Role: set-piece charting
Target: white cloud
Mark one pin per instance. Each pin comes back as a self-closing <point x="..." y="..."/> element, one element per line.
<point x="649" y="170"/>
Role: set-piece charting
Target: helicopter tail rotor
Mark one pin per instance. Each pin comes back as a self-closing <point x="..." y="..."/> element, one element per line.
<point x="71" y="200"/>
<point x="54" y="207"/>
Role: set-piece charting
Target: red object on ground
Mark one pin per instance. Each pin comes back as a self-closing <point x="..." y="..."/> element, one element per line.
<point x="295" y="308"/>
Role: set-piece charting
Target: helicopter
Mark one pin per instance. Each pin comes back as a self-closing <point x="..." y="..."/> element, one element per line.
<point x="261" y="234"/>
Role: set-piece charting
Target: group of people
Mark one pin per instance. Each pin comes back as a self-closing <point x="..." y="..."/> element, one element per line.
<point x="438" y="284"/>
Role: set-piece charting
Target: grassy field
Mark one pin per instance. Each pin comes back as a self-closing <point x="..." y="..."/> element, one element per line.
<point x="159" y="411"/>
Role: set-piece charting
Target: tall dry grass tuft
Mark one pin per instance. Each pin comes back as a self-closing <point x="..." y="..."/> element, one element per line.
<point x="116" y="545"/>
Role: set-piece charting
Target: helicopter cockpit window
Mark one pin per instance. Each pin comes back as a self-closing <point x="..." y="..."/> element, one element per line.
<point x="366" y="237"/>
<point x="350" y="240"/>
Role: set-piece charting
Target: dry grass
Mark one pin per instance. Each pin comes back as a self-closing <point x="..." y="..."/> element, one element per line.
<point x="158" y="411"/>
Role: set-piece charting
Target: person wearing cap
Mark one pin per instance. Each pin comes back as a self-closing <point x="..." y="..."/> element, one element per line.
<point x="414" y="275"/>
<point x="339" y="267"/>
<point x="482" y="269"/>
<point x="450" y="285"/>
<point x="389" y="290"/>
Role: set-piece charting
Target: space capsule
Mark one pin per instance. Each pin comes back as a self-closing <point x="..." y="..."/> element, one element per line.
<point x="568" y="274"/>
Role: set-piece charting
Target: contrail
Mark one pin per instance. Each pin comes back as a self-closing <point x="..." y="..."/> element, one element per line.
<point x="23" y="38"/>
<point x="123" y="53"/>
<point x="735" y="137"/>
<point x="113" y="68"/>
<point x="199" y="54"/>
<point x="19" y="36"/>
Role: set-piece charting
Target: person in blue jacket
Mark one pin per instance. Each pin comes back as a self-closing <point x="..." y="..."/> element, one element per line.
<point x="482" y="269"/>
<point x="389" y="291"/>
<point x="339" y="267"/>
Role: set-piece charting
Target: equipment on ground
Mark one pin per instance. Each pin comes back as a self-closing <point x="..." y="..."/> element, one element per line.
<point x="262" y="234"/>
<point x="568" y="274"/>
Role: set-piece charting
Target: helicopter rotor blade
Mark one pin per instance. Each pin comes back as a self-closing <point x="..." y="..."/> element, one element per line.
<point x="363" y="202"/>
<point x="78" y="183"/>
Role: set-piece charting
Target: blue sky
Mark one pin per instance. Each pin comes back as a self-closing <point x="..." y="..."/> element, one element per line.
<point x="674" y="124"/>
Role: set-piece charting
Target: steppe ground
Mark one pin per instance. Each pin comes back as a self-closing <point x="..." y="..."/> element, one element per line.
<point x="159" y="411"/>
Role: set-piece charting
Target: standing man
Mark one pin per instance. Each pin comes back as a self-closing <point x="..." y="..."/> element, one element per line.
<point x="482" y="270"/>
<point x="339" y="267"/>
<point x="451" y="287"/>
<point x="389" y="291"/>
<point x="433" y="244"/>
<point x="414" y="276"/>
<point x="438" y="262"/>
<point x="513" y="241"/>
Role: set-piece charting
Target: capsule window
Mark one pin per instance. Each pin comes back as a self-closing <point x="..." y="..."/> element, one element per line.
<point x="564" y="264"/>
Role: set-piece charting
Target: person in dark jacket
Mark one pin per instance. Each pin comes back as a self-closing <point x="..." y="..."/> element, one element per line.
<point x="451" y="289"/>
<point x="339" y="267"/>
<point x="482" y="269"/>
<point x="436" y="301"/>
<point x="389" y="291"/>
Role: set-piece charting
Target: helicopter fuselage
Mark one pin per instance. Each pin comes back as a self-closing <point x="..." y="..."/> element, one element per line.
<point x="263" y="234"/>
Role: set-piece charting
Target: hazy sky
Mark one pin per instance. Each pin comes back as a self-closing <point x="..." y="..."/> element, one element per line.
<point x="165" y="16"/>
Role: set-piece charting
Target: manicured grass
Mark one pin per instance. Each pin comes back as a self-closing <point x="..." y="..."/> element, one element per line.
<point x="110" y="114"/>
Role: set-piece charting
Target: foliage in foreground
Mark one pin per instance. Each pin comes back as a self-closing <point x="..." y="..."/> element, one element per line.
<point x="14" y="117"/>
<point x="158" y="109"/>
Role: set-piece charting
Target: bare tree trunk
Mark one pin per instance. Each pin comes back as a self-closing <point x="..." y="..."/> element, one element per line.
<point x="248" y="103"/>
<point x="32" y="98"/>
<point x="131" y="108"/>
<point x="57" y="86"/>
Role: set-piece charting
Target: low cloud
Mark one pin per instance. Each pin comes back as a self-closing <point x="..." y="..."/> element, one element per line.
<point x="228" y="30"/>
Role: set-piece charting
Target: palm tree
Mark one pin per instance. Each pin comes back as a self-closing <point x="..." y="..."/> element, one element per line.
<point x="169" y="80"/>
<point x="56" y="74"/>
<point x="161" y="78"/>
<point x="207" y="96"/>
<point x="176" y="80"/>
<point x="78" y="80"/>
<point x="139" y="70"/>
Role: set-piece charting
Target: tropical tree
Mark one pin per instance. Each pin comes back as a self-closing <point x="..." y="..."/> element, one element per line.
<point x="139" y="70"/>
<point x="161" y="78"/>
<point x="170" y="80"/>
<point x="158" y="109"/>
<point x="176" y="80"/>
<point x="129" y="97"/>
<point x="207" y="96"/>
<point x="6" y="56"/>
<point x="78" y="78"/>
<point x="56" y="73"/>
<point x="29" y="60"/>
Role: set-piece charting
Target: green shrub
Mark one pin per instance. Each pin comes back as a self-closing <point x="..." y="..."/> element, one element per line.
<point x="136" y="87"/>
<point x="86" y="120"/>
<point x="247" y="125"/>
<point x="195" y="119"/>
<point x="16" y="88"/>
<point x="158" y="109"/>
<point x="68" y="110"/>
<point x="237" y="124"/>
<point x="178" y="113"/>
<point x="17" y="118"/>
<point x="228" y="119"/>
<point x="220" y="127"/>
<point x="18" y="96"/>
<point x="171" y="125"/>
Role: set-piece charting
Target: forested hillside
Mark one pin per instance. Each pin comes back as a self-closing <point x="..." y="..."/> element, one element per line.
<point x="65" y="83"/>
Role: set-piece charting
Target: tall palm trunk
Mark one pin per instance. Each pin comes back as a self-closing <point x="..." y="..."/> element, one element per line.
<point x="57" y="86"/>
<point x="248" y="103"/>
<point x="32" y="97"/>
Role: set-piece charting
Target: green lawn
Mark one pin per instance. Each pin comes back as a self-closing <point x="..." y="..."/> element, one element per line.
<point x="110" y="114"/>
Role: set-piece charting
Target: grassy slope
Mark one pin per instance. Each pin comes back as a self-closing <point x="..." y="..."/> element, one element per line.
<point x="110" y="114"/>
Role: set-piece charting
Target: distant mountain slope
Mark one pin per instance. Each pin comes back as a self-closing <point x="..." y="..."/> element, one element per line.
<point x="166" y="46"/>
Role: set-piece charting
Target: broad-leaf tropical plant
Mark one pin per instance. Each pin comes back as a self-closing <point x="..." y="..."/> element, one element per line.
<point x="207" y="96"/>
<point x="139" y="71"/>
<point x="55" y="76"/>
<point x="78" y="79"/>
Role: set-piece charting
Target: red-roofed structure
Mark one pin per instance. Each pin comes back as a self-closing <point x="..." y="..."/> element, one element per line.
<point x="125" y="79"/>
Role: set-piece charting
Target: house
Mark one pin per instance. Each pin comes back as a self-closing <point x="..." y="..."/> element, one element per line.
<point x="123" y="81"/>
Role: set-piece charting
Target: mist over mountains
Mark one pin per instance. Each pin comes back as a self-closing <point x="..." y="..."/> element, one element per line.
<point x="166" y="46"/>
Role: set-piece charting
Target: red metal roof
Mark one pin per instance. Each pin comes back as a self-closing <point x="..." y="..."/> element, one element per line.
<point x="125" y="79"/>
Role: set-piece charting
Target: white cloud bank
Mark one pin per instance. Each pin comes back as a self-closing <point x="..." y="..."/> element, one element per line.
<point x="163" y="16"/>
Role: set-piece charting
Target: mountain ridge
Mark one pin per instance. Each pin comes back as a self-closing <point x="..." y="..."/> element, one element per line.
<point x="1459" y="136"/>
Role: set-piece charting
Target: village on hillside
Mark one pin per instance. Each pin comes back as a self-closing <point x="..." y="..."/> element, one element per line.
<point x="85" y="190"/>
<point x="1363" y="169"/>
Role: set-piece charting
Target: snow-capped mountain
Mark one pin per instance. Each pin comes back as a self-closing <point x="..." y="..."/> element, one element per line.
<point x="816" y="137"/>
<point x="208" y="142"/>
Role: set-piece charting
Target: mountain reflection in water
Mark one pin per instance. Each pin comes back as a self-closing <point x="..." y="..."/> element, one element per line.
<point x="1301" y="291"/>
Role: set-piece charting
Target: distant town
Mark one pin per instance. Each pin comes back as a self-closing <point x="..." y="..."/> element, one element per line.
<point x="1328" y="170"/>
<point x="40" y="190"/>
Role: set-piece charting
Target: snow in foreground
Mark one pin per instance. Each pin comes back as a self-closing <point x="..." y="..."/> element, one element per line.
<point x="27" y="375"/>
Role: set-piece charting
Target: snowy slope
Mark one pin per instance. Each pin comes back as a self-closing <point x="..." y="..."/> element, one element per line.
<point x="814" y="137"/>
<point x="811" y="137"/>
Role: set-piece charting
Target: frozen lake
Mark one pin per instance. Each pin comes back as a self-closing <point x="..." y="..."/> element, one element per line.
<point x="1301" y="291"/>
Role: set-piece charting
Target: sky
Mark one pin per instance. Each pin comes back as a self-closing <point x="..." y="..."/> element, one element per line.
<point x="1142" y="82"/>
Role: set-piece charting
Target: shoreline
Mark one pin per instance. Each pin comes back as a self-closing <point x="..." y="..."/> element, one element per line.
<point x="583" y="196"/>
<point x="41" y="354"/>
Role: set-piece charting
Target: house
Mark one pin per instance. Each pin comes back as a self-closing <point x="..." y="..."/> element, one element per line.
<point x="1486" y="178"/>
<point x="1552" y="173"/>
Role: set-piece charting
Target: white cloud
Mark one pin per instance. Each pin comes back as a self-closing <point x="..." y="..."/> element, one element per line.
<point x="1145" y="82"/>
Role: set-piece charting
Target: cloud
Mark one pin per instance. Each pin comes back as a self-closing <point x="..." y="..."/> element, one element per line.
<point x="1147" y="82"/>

[EXERCISE BRIEF]
Which lines of the listing contain the word "jacket"? Copy each of them.

[TASK RESULT]
Target: person in blue jacket
Target: person in dark jacket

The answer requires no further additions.